▶ Rows
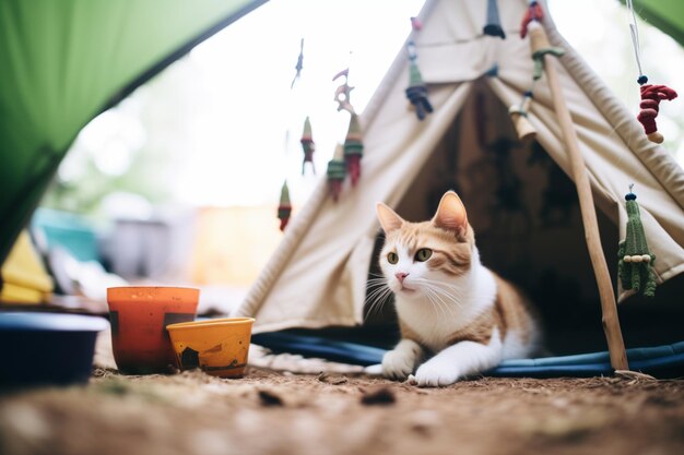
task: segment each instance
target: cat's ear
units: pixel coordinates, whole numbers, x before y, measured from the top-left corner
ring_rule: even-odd
[[[437,213],[433,217],[433,225],[451,230],[459,236],[465,234],[468,229],[468,214],[465,213],[463,202],[453,191],[447,191],[441,196]]]
[[[382,230],[385,231],[385,234],[389,234],[394,229],[399,229],[404,223],[401,216],[397,215],[393,209],[382,204],[381,202],[378,202],[375,211],[378,214],[378,220],[380,221],[380,226],[382,226]]]

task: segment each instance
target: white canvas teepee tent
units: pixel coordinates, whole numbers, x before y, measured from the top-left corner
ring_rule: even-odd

▶ What to produce
Resize the records above by giving all their lines again, requests included, with every pixel coordinate in the answers multiplied by 2.5 and rounded to a whole number, halves rounded up. Leave the pictures out of your answer.

▶ Answer for this exercise
task: segment each instance
target: cat's ear
units: pixel coordinates, whole numbers, x before y, measured from the top-left corner
ring_rule: even-odd
[[[1093,533],[1083,543],[1083,563],[1128,575],[1148,590],[1163,585],[1170,573],[1170,535],[1163,533],[1158,505],[1133,478],[1118,478],[1103,490]]]
[[[955,575],[963,578],[963,585],[973,585],[985,573],[998,573],[1010,558],[1003,540],[993,538],[983,523],[955,510],[953,505],[945,505],[938,528],[945,535],[945,550],[950,553],[950,565],[955,565]]]

task: segment each instance
target: white canvas teepee tent
units: pixel coordinates, whole numbers, x before y, measured from the top-left corner
ring_rule: even-odd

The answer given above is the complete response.